THE EXERCISE:
Give everything from the line containing "of the forested" down to the end of the data below as a numbered list, skipping any blank lines.

[Items from a dataset]
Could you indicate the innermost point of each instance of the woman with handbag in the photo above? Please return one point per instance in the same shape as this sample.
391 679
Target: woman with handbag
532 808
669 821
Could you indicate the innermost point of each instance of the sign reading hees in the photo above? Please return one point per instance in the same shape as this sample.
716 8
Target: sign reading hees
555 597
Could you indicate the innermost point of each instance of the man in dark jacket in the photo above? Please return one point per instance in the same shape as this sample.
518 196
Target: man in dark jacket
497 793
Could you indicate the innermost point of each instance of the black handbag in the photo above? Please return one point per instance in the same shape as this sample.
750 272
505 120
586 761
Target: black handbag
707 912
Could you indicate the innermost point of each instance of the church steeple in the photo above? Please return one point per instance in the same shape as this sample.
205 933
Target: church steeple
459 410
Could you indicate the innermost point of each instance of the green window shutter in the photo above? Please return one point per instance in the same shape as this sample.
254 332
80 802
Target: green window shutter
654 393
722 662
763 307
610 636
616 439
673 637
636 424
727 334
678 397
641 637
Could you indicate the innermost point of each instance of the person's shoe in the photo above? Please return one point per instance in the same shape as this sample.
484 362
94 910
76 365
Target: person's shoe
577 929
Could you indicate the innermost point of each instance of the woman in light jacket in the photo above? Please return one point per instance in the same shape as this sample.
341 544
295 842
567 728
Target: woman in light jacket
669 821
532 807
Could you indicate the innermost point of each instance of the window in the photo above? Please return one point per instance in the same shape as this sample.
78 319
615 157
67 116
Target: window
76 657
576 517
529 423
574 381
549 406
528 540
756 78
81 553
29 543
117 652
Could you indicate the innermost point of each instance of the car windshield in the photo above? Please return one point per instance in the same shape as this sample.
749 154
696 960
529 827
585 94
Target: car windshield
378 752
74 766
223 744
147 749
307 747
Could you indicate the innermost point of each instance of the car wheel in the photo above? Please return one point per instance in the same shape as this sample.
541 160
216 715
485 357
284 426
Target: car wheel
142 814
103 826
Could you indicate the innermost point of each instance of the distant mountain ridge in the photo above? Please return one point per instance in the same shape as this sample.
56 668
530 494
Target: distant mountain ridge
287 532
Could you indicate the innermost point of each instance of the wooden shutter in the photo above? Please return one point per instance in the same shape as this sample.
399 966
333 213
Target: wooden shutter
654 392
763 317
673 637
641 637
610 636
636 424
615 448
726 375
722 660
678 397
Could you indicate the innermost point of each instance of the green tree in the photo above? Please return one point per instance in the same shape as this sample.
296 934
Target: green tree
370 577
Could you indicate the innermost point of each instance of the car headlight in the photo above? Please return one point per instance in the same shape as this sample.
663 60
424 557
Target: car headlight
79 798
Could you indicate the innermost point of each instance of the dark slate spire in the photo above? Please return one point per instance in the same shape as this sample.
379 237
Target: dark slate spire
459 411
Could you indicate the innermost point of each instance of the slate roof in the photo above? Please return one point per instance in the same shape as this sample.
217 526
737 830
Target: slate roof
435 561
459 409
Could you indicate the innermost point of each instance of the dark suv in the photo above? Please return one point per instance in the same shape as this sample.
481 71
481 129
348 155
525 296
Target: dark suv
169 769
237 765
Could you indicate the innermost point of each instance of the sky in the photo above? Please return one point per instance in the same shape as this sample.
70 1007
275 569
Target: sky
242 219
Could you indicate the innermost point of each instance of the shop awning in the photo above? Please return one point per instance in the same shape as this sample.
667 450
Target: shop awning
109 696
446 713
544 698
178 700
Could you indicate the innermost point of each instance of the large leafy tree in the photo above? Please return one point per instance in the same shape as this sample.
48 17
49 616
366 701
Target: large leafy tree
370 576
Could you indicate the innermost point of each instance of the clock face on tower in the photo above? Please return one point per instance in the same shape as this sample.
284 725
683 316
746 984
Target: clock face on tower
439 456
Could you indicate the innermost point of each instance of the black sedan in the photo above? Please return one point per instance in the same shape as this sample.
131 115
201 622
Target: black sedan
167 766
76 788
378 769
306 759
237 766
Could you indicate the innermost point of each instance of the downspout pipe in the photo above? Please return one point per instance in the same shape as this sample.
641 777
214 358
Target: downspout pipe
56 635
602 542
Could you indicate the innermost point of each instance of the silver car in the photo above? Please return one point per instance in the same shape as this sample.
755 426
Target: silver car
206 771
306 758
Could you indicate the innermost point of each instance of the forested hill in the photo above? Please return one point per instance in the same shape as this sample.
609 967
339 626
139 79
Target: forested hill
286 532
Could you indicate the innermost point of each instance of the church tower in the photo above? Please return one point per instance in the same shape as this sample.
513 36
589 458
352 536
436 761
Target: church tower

SOLUTION TO THIS TASK:
1. Could you indicate the innermost point of each instance of the forested hill in the photo above? Please return one point per instance in the same shape as this sample.
2. 609 967
3. 339 626
4. 139 79
5. Target: forested hill
6. 286 532
7. Could you indicate the innermost point of each instance of the church tower in the photo above? Please return one point per instance in the same shape as this sample.
8. 513 36
9. 589 458
10. 352 536
11. 436 761
12. Target: church tower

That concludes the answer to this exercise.